## Directions for this task:
Lines below that hold the word "blue" must be copied in full.

::: Data supplied :::

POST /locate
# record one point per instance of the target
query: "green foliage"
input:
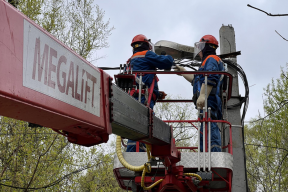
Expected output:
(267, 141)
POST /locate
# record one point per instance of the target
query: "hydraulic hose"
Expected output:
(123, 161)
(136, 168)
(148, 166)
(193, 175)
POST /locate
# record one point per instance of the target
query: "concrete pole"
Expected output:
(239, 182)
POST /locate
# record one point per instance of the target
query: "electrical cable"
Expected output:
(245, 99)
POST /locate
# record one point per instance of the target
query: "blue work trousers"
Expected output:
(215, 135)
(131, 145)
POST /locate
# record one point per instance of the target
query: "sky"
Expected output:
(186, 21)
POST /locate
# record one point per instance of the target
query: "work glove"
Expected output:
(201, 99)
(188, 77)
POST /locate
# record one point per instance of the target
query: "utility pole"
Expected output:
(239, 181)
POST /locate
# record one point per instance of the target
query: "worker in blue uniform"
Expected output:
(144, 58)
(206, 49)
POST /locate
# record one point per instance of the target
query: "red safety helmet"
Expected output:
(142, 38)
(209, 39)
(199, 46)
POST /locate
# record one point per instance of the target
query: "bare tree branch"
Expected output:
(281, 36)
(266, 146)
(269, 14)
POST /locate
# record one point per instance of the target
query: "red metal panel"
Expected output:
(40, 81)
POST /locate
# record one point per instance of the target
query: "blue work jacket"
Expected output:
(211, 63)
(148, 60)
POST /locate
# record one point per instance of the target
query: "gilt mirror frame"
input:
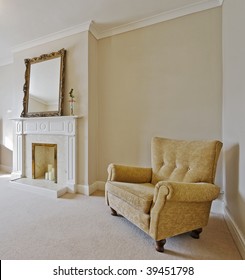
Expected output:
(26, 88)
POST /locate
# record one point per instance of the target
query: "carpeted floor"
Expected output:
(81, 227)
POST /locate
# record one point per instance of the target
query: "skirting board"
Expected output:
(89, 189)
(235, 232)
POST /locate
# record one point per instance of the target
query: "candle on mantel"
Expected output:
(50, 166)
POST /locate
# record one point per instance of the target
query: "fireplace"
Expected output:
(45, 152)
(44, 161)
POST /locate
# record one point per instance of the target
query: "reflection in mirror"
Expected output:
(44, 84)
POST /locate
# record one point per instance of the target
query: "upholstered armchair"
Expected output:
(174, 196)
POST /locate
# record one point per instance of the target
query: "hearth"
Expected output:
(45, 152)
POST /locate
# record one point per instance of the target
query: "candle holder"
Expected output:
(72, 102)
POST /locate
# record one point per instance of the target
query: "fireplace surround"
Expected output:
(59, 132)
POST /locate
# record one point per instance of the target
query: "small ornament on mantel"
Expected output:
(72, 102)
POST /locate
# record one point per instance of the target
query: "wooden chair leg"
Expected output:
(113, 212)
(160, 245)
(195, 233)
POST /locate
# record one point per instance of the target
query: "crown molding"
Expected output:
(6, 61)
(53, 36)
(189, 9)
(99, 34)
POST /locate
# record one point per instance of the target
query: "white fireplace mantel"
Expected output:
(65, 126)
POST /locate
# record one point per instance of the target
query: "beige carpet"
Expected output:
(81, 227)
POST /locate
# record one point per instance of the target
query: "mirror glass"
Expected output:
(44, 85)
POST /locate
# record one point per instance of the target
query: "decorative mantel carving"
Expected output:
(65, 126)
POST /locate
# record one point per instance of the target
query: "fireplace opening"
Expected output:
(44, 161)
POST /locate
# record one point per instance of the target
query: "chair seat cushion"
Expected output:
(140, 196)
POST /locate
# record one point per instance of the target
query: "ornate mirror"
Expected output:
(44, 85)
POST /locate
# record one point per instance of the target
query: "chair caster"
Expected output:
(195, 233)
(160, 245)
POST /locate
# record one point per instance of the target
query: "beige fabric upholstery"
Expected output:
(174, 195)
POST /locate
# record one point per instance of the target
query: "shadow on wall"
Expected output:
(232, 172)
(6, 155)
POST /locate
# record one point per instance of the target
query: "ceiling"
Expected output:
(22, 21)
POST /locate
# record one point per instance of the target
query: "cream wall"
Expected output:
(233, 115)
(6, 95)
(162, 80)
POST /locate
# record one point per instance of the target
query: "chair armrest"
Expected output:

:::

## Result:
query: "blue work trousers"
query: "worker in blue uniform"
query: "blue work jacket"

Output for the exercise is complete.